▶ Provided data

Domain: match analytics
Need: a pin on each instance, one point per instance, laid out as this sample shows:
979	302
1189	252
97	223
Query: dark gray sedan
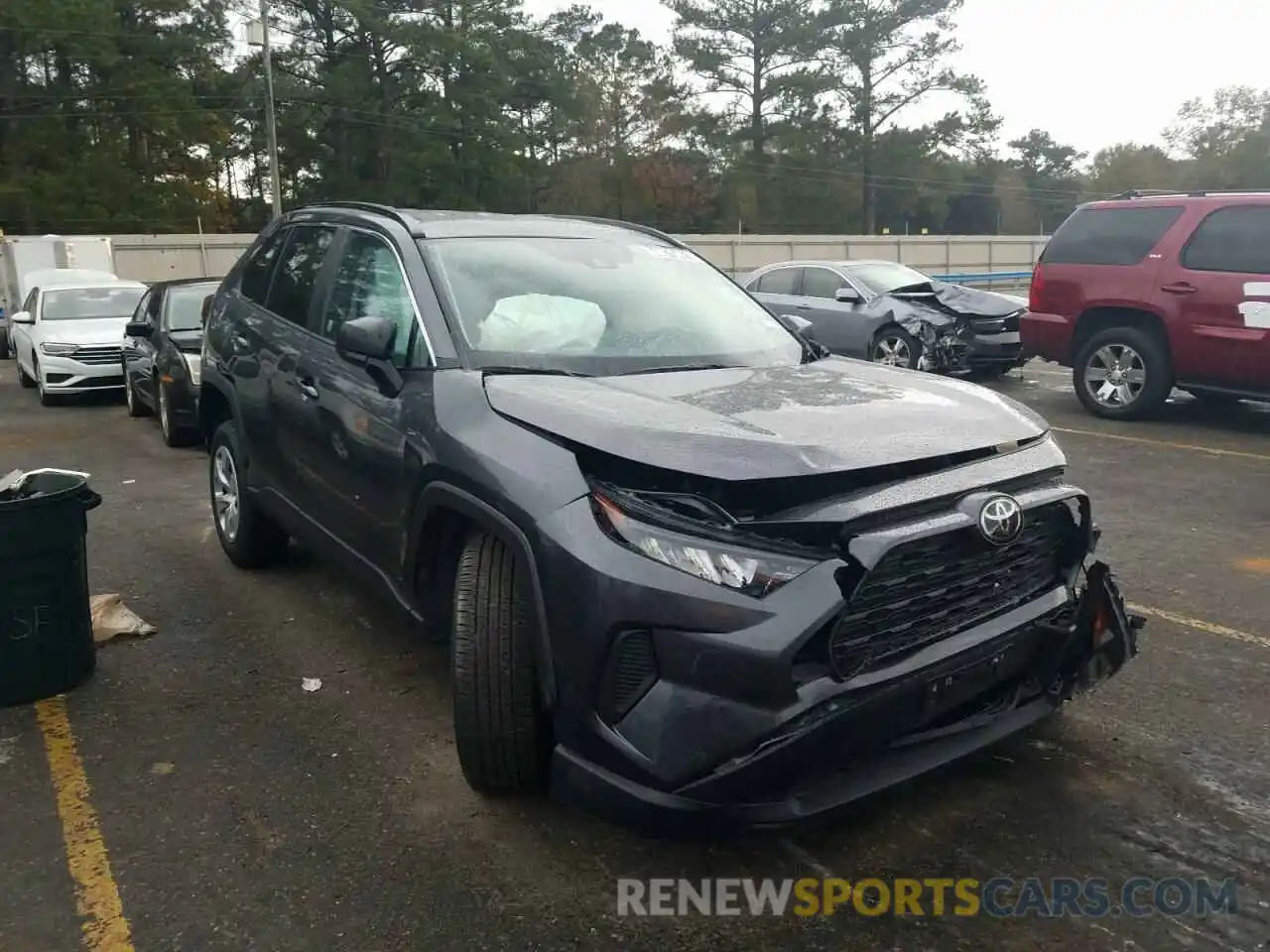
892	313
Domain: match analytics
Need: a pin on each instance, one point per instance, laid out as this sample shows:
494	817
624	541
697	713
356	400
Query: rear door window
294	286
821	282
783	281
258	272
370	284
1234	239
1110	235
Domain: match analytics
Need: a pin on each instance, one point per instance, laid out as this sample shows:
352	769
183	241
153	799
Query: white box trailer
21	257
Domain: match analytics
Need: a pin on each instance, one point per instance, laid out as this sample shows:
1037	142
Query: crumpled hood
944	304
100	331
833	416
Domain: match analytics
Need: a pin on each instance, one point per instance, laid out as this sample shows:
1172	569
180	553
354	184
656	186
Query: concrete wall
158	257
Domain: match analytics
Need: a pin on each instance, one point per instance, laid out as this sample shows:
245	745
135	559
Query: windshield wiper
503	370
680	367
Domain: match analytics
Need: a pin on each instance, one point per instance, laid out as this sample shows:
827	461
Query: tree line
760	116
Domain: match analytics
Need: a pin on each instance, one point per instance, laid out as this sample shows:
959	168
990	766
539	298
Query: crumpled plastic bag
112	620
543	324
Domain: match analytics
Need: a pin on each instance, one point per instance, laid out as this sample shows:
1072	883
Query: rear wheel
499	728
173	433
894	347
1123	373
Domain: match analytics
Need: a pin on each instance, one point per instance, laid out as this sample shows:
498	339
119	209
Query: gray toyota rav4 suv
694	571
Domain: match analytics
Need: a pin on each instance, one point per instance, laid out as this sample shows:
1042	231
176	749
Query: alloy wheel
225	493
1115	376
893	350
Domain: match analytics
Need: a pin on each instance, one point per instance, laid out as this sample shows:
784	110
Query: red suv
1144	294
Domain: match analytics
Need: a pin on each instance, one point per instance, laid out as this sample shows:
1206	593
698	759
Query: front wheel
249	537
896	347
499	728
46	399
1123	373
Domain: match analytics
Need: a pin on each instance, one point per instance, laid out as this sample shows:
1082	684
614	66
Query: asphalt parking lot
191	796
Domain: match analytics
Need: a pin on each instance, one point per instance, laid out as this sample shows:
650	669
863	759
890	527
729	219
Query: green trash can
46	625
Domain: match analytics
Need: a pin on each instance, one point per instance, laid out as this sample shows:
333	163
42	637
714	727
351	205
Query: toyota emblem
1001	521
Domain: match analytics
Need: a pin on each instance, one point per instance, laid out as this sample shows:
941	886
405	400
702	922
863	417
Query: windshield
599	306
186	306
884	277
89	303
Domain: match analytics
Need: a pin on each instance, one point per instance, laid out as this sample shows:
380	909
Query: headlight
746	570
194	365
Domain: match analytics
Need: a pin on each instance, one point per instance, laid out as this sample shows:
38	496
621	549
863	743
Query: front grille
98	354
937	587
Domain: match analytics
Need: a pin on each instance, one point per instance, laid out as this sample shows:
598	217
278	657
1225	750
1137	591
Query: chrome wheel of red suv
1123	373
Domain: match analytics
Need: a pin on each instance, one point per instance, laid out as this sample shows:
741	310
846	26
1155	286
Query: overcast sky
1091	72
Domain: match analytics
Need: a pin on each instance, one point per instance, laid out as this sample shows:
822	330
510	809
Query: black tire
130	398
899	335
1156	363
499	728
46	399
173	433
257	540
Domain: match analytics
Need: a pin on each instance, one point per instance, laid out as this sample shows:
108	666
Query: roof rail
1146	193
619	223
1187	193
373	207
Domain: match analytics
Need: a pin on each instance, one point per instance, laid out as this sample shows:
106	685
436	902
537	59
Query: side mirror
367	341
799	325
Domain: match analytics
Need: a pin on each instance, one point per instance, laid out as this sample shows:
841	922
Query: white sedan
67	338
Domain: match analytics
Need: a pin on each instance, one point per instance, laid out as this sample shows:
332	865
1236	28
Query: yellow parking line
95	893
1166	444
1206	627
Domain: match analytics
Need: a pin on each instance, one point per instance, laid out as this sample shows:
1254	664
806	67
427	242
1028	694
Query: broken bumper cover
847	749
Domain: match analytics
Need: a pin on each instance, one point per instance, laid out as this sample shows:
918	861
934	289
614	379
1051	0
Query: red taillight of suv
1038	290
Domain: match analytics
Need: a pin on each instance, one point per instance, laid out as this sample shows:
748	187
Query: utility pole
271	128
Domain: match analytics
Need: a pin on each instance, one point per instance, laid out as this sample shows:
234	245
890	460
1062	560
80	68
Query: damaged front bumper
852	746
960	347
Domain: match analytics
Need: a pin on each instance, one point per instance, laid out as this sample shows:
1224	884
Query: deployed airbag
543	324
--
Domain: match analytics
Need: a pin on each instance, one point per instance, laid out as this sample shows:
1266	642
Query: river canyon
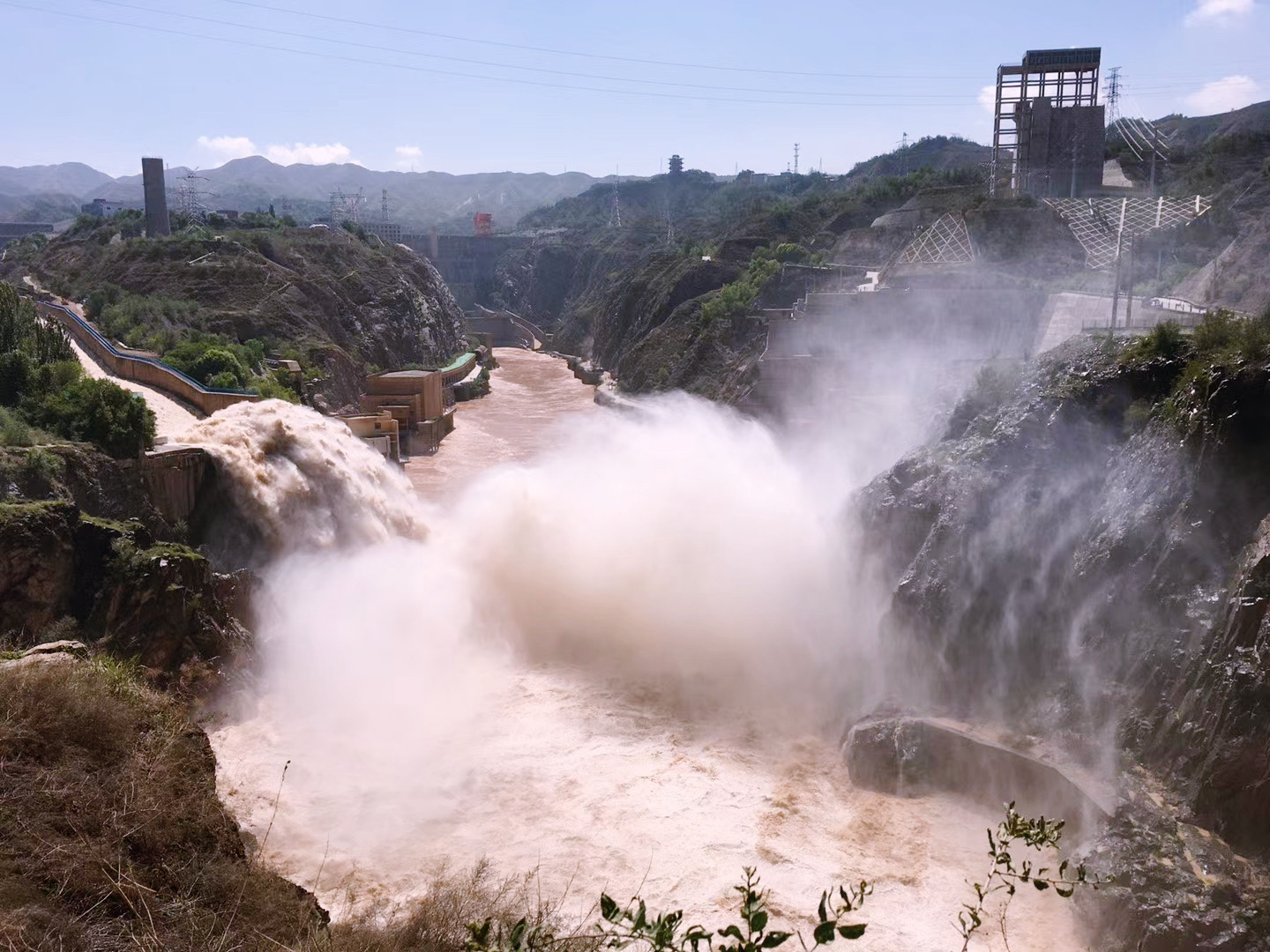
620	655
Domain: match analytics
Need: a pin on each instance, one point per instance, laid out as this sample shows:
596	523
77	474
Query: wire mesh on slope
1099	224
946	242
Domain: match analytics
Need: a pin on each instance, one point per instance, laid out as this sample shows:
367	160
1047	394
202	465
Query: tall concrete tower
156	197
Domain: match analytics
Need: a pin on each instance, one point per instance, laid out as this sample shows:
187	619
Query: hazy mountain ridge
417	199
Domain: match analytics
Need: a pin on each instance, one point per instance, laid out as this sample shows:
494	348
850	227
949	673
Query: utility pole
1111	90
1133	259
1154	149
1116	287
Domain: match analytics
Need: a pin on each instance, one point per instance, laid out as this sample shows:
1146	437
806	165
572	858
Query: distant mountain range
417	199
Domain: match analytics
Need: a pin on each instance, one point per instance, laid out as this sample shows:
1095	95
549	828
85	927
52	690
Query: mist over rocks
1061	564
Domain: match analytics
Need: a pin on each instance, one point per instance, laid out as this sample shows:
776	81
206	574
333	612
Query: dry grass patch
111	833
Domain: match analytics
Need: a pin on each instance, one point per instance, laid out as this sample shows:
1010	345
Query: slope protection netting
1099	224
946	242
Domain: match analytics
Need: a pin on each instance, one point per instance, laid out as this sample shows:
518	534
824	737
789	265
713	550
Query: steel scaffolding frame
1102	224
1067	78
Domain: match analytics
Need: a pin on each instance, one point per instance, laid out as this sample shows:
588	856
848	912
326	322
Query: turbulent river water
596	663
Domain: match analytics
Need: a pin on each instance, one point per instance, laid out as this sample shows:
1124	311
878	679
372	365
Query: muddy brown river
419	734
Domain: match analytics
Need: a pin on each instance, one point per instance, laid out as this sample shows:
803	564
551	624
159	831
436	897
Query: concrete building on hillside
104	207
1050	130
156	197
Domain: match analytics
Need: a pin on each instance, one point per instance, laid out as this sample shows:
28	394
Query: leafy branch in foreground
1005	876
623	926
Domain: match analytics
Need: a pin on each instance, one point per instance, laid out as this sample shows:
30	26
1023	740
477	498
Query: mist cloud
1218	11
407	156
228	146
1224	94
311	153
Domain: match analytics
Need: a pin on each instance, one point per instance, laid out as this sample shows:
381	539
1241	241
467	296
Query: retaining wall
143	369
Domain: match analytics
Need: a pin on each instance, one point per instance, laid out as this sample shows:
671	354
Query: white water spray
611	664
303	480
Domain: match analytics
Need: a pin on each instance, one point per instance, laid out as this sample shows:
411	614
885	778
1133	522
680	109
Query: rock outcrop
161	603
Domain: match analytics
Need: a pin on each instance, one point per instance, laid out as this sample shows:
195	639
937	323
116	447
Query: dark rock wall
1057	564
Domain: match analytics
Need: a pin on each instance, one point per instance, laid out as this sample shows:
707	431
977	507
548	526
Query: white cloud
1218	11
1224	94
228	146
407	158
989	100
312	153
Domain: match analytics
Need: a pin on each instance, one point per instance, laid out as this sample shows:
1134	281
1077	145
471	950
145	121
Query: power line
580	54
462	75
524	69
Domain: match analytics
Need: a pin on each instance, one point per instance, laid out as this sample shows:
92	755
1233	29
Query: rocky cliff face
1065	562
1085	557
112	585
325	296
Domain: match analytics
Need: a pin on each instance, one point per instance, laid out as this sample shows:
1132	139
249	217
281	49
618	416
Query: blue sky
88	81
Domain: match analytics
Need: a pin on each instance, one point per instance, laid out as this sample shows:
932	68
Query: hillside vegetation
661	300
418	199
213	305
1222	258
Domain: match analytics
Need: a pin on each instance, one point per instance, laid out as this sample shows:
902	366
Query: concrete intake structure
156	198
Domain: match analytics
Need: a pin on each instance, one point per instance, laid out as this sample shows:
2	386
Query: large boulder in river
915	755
---
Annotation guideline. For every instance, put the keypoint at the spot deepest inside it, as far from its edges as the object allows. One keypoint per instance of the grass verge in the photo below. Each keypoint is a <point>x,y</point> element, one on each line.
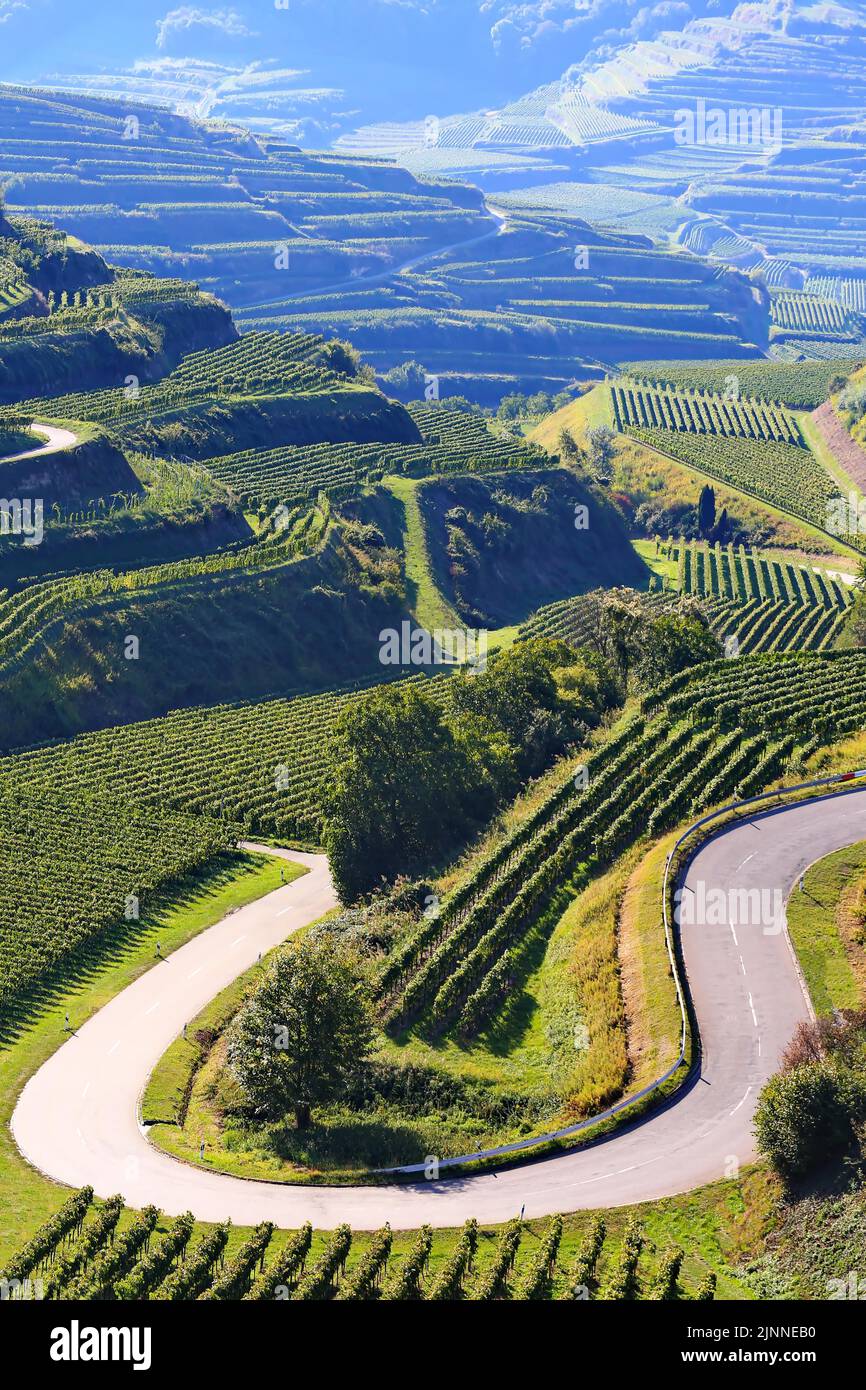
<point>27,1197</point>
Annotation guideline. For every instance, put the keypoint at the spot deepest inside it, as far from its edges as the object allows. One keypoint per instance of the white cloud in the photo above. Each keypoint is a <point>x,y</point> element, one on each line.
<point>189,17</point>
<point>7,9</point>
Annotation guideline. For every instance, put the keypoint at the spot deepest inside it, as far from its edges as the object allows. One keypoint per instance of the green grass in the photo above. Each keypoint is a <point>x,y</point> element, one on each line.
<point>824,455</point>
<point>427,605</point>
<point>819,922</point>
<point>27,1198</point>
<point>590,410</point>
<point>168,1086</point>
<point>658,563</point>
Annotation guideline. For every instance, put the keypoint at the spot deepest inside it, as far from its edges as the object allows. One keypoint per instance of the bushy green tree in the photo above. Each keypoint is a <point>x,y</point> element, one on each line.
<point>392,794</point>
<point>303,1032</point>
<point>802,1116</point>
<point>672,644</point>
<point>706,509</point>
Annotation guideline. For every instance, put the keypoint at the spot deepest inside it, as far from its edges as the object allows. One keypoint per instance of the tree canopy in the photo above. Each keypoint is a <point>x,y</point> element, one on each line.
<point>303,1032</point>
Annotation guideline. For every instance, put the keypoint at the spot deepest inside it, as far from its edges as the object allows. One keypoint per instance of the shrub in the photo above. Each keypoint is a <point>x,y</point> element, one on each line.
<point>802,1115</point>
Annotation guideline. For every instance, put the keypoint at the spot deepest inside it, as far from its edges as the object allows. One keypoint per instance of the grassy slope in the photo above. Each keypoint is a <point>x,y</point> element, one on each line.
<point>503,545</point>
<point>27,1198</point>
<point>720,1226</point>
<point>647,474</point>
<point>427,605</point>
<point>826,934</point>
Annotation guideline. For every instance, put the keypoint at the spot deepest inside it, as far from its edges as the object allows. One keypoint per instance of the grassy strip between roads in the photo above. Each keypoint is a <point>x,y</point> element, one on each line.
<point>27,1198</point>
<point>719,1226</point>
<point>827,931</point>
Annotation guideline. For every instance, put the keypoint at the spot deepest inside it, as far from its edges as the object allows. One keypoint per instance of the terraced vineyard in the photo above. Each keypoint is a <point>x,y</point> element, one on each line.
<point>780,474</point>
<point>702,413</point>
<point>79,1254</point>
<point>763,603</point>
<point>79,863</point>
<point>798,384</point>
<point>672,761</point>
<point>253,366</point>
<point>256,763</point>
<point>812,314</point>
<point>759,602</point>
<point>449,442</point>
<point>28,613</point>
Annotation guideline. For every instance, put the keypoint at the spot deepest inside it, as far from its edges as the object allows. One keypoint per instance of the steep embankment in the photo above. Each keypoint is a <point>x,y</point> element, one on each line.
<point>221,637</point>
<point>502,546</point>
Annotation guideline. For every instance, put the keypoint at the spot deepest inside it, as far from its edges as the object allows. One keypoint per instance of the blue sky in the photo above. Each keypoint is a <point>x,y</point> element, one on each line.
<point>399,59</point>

▶ Work to complete
Switch every "keypoint" to "marker" in the part of the data that opens with the line containing "of the shrub" and closes with the line containing "<point>28,613</point>". Write out only those lines, leaving everything else in them unchanged.

▶ Reply
Annotation guideline. For every instance, put the marker at the spot deepest inside it, as far from its edges as the object allows. One marker per instance of the shrub in the photo above. Each marker is a <point>x,y</point> element, one on each line.
<point>802,1115</point>
Annotation guideline. For every instance, put the marker at the spot deepest inside it, as far from its edges as the object allows. One marker per instance of the grassy slope in the photo above. Each marker is a <point>x,y</point> element, one on each line.
<point>503,545</point>
<point>27,1198</point>
<point>720,1226</point>
<point>647,474</point>
<point>427,605</point>
<point>826,934</point>
Annotation guideline. For every instance, put the marker at the spot deepest inside it, as far from its edges as the object allows. One marker per instance of the grassy strip between roads in the photo above. Each marker is a <point>x,y</point> element, one on each line.
<point>27,1198</point>
<point>719,1226</point>
<point>827,931</point>
Annotation guideline. For every instance, put the marker at the spot deepest inside it, as far from its edges as the object allows. One marker per instance of the terraced vineyard in the photo above. Each marker is a <point>x,y</point> element, one on each line.
<point>780,474</point>
<point>702,413</point>
<point>79,1254</point>
<point>763,603</point>
<point>79,863</point>
<point>798,384</point>
<point>672,761</point>
<point>253,366</point>
<point>256,763</point>
<point>812,314</point>
<point>759,602</point>
<point>449,442</point>
<point>28,613</point>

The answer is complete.